- _Page excerpt_
· · · · ·

So far, signs look good.
Rookeries of great blue herons and egrets populate nearby Motor Island.
An American bald eagle family now nests on the south end of Strawberry Island.
The Caspian tern wasted no time colonizing upland areas of Frog Island.
As an added bonus, smallmouth bass started spawning around the new island in its first year, DePriest said.
“So far, there have been good signs of success,” DePriest said.
The Power Authority agreed to fund the Frog Island project with seven other habitat restoration projects under its relicensing agreement.
Several of the others are in the neighborhood, including just north of Strawberry Island, where a pair of yellow-gold excavators recently began restoring habitat. Habitat restoration efforts are also occurring in Strawberry Island’s horseshoe lagoon, hollowed-out years ago from past mining of gravel and sand.
Crews finished ecosystem restoration projects at Motor Island and Little Beaver Island.
On Motor Island – once a recreation island in the river that long-ago housed a hotel and yacht club and even a speakeasy – projects included habitat restoration and erosion control. Motor Island, now off-limits to the public, operates as a DEC-protected bird rookery.

· · · · ·

- _Dataset records_
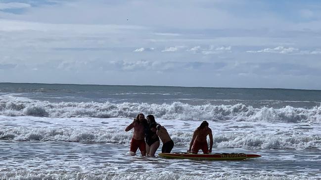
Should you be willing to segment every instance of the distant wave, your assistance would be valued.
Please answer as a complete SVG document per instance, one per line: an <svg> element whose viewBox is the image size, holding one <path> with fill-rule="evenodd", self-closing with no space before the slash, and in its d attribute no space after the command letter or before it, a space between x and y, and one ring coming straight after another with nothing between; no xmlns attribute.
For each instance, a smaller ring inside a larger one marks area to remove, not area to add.
<svg viewBox="0 0 321 180"><path fill-rule="evenodd" d="M142 112L165 119L232 120L251 122L321 122L321 106L312 108L291 106L255 108L242 104L193 106L180 102L161 105L110 102L50 103L20 99L1 99L0 115L50 117L135 117Z"/></svg>
<svg viewBox="0 0 321 180"><path fill-rule="evenodd" d="M192 133L169 131L176 145L188 145ZM0 128L0 139L16 141L53 141L67 142L96 142L127 144L132 133L122 131L72 128ZM283 149L318 148L321 149L321 137L315 135L289 136L284 134L261 134L259 133L234 133L213 134L214 145L221 148Z"/></svg>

· · · · ·

- _Your assignment_
In the excerpt on the Frog Island habitat project, what does Motor Island now operate as?

- _Exercise response_
A DEC-protected bird rookery.